## Start Excerpt provided

Some Yahoo storefronts are concerned that a new program that attaches an ad to their checkout pages detracts from their own marketing to customers.
Yahoo began attaching the advertisements last week as part of a partnership with online marketing company Webloyalty.com. Yahoo has touted the advertisements as a way to help sellers, since they offer customers two $10 coupons that they can use when they return to the store they just visited.
"Webloyalty program builds customer loyalty," Yahoo said in an e-mail message sent last week to Yahoo store owners describing the new marketing service. "Their direct marketing and customer loyalty services can improve purchase and transaction rates and generate new revenue streams."
But some of the store owners have criticized the program, saying that it detracts from their own marketing messages to customers. Even more upsetting, they say, is that Yahoo gave little advance notice of the program and implemented it with no input from sellers.
"They're taking away our customers and they're not giving us any choice," said Gloria Hoover, a Yahoo storefront owner since 1998. Calling the programs advertised by Webloyalty "scuzzy," Hoover added that they "do not fit anything that I would like on my Web site."
The new advertising deal gives coupons to Yahoo stores customers in exchange for signing up for one of several membership programs offered through Webloyalty. These membership programs offer discounted travel, computer security products and service or shopping protections such as a best-price guarantee. The membership programs each involve a monthly fee of about $6.
By clicking on an advertisement at the end of the checkout process, customers are taken to a Web site promoting one of the membership offers from Webloyalty.
Although Yahoo has heard from sellers such as Hoover who are upset by the new program, "many" merchants have responded positively to it, company spokeswoman Linda Pederson said. The program was designed to benefit merchants, she said.

## End Excerpt provided

**Required work:** Retype the part of the Yahoo storefronts article that opens with the words containing "The new advertising" and closes with "merchants, she said.", keeping every word and mark unchanged.

## Start Record excerpts

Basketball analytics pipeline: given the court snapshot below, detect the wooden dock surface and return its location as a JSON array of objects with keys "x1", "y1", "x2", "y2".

## End Record excerpts
## Start Record excerpts

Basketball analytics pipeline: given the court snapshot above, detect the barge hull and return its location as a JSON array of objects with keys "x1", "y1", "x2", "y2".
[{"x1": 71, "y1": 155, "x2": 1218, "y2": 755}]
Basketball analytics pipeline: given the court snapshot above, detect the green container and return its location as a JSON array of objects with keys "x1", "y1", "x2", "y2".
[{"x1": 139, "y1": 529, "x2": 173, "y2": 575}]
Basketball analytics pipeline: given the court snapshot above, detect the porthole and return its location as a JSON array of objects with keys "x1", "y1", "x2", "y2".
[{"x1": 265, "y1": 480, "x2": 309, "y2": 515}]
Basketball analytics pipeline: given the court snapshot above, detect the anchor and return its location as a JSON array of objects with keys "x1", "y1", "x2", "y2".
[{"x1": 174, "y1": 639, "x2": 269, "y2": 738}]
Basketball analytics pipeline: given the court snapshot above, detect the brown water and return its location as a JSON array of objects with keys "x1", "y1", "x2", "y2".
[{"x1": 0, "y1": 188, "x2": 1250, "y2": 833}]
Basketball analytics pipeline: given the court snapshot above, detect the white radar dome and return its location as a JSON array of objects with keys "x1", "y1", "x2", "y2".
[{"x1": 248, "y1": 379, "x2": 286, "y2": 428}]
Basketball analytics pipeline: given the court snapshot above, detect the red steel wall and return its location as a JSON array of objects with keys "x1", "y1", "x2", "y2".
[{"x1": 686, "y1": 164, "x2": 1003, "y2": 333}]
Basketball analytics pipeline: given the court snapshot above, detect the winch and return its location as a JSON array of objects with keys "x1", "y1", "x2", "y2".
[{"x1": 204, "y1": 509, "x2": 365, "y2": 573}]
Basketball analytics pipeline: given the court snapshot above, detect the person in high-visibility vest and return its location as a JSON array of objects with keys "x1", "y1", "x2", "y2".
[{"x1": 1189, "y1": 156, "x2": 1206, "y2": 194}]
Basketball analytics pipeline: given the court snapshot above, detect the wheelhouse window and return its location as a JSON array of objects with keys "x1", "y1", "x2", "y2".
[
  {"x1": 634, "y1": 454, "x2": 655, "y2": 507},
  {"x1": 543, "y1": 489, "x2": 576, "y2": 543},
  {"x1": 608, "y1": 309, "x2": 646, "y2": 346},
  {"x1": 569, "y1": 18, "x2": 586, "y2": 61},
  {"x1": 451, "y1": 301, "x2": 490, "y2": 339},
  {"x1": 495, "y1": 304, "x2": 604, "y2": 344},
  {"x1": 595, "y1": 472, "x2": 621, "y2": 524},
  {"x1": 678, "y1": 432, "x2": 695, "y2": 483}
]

## End Record excerpts
## Start Record excerpts

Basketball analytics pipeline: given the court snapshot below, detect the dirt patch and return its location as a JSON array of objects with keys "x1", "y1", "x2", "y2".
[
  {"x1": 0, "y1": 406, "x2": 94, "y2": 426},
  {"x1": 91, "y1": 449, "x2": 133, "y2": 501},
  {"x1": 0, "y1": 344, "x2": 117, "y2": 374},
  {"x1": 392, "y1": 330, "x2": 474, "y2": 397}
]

## End Record excerpts

**Complete response:**
The new advertising deal gives coupons to Yahoo stores customers in exchange for signing up for one of several membership programs offered through Webloyalty. These membership programs offer discounted travel, computer security products and service or shopping protections such as a best-price guarantee. The membership programs each involve a monthly fee of about $6.
By clicking on an advertisement at the end of the checkout process, customers are taken to a Web site promoting one of the membership offers from Webloyalty.
Although Yahoo has heard from sellers such as Hoover who are upset by the new program, "many" merchants have responded positively to it, company spokeswoman Linda Pederson said. The program was designed to benefit merchants, she said.